◆ GIVEN TASK ◆
Return everything from "# Forum Home" down to "What to do?" in the laundry screed thread below, copied word for word.

◆ PASSAGE PROVIDED ◆
+-------+

# Forum Home Renovation Laundry  Scree over laundry floor.

## 080

Hi 
I am putting down a scree to obtain correct falls over a compressed concrete sheet floor (18mm thick) in a laundry. 
As the washing machine will vibrate and shake the floor is there a product I can add to the scree material to stop it cracking and help it stick to the sheeting underneath. 
Is there such a thing as a flexible scree for use in this situation 
Or is it better to just create the floors with the correct fall to floor wastes and eliminate the need for scree????? 
What to do?

----------


## Oldsaltoz

Ripping up the floor is a bit drastic, I would use a good self levelling tile screed, then waterproof, then tile with a rubber based flexible glue. 
Good Luck. :Smilie:

----------


## 080

Sorry oldsaltoz. 
I was maybe not clear. We actually dont have the floor in as it is part of the new extension. The idea is we are building this part from scratch so we have got all choices at the moment.
But anyway it sounds like there are flexible glues for the tiles (which I think I may have heard of adding to my confusion about "flexible" screes). 
Anyway do I just put regular scree over the compressed  sheeting or are ther special additives to put in the scree to stop it flexing / cracking when the washing machine gets out of ballence and walks across the room? 
Thanks for the info so far.

----------

+-------+

◆ STORED DATA ◆
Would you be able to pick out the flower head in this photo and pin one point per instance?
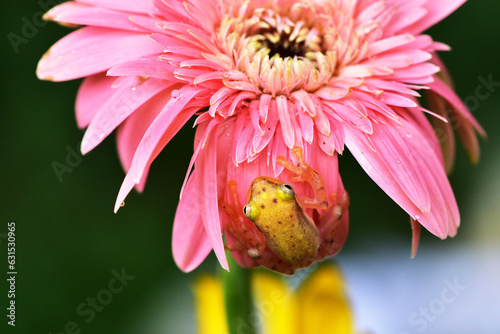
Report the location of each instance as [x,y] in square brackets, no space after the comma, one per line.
[265,76]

+-------+

◆ PROBLEM SOLUTION ◆
# Forum Home Renovation Laundry  Scree over laundry floor.

## 080

Hi 
I am putting down a scree to obtain correct falls over a compressed concrete sheet floor (18mm thick) in a laundry. 
As the washing machine will vibrate and shake the floor is there a product I can add to the scree material to stop it cracking and help it stick to the sheeting underneath. 
Is there such a thing as a flexible scree for use in this situation 
Or is it better to just create the floors with the correct fall to floor wastes and eliminate the need for scree????? 
What to do?